:: Extract provided ::

The advantages of daylight
A pleasant side-effect of having to wake up before 7am three days in a row: my body clock has been reset. I’ve been getting up three, four hours earlier than I usually do. No rushing to get to the bank before it closes, no hurrying to get chores done. Life proceeds at a more leisurely pace. I actually have lunch by noon! Don’t know how long I’ll keep this schedule, but I should get some vitamin D out of it.
On the downside, observing regular people hours means you have to deal with more road traffic and more human traffic at malls and restaurants.
I was done with my to-do list by 1130, so I could wander aimlessly. True, I wander aimlessly whether I’m done with my list or not, but it feels more like rewarding myself than goofing off.
At National Bookstore I was pleased to note that Hilary Mantel’s Booker prizewinner Wolf Hall is already available. In hardcover it’s P1,245. I’ll wait for the trade paper edition—easier to lug around.

:::
:: Items ::

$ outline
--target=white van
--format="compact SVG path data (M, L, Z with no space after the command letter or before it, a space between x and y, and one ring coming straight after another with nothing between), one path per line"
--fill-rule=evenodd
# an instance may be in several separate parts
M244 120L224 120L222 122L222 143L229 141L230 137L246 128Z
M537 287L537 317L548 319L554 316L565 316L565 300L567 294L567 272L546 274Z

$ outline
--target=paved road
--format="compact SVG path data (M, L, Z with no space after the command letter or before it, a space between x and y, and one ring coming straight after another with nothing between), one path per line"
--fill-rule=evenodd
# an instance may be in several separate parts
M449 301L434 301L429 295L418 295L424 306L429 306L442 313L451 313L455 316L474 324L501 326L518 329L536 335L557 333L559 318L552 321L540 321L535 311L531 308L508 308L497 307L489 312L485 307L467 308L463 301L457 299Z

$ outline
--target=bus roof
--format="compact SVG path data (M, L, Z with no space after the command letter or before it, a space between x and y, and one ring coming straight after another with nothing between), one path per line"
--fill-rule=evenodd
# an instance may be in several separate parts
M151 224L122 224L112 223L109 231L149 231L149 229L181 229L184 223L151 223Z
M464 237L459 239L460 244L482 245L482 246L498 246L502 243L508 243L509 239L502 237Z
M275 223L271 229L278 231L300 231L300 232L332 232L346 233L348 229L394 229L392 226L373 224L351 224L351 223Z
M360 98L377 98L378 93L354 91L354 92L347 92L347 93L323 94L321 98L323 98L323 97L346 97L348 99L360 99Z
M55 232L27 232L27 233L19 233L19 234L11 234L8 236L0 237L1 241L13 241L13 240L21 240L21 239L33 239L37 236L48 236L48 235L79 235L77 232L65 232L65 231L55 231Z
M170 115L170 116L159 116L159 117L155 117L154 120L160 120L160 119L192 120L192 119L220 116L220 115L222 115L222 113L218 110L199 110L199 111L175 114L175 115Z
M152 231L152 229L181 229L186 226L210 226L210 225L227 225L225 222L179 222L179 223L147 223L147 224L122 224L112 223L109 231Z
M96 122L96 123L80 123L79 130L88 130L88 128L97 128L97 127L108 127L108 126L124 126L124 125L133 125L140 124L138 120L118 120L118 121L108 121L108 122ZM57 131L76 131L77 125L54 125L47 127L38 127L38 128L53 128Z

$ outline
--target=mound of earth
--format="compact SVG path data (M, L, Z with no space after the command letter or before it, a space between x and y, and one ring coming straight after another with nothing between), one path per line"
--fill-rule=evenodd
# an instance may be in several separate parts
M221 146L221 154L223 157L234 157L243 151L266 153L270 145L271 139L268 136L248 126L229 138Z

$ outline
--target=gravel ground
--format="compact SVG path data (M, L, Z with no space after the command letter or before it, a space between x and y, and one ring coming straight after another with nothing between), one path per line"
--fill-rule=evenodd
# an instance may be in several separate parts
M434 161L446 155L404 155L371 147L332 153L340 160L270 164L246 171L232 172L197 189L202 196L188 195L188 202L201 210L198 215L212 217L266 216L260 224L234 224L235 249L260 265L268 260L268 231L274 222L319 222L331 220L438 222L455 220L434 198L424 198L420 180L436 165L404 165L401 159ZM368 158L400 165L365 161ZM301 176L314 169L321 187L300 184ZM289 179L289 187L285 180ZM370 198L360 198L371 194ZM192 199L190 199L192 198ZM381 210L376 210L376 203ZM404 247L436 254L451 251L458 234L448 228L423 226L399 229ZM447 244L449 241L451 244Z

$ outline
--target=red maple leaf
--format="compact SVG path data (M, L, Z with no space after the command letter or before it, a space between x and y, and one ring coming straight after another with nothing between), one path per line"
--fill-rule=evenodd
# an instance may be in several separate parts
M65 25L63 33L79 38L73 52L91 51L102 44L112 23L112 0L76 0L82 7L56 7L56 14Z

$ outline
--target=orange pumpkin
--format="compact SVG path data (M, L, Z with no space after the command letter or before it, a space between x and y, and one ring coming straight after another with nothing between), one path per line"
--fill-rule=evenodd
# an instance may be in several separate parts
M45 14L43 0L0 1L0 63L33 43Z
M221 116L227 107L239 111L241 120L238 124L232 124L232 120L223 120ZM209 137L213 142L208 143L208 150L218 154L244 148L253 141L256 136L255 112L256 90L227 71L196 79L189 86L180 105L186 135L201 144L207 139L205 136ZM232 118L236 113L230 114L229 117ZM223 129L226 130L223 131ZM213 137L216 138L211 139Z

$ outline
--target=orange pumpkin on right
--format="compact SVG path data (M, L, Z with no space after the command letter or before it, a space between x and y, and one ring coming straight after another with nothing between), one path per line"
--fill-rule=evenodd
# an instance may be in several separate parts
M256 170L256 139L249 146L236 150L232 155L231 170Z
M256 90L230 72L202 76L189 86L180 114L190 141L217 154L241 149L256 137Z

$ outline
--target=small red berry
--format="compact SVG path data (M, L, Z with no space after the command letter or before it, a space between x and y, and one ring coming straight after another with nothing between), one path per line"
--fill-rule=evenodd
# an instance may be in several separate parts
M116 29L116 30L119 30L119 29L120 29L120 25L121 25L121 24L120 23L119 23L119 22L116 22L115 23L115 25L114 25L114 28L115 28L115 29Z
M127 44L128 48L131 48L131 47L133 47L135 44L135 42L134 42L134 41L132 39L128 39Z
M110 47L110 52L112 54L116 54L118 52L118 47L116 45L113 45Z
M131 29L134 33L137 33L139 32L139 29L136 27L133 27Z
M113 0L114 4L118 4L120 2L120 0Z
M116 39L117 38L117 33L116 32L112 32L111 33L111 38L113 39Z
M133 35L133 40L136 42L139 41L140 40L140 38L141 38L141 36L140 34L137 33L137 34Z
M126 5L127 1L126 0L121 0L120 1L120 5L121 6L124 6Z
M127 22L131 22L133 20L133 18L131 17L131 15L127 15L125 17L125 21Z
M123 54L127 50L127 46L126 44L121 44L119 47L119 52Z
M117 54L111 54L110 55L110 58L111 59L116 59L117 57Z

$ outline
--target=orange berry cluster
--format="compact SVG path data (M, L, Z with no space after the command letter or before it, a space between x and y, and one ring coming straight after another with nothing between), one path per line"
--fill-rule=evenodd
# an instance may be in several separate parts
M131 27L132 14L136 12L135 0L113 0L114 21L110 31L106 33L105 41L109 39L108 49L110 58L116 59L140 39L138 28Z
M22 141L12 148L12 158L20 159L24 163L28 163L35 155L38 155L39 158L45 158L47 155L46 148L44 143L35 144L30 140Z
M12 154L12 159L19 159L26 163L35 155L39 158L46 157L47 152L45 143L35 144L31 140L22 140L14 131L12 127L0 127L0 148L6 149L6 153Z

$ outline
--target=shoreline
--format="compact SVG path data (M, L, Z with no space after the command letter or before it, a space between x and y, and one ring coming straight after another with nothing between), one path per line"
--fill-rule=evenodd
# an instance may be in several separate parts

:::

* [Exercise 1]
Please summarize the post on the advantages of daylight in two sentences.
* [Exercise 2]
Carry the post on the advantages of daylight forward from its last line.

* [Task output 1]
After having to wake up before 7am three days in a row, the writer's body clock has reset, so the writer now gets up hours earlier, handles the bank and chores without rushing, and has lunch by noon, though keeping regular hours means more road traffic and more crowds at malls and restaurants. With the to-do list done by 11:30, the writer wandered aimlessly and found Hilary Mantel's Booker prizewinner Wolf Hall at National Bookstore in hardcover for P1,245, but plans to wait for the easier-to-carry trade paper edition.

* [Task output 2]
The other day I read a review of a new biography of W. Somerset Maugham by Selina Hastings. It starts, “Very few people read William Somerset Maugham (1874-1965) anymore.” A pity, because he’s brilliant—an unfussy style that doesn’t wave itself in your face, acute observations of human nature.
“Looks like we’re among the last ones,” I told my sister. I’d read all his short stories plus The Razor’s Edge in college. When my sister was working in Singapore she warded off boredom by reading him. Some of his finest tales are set in Asia, especially Malaysia and Singapore. “You still have all the Maugham books, right?” I asked Cookie.
“Uhhh. . .actually I can’t bring myself to look at my books after the flood,” Cookie said. “I know some of them were damaged, and I don’t know if. . .”
So we went to the bookstore and got his Collected Stories. If they ever go out of print, we’re covered.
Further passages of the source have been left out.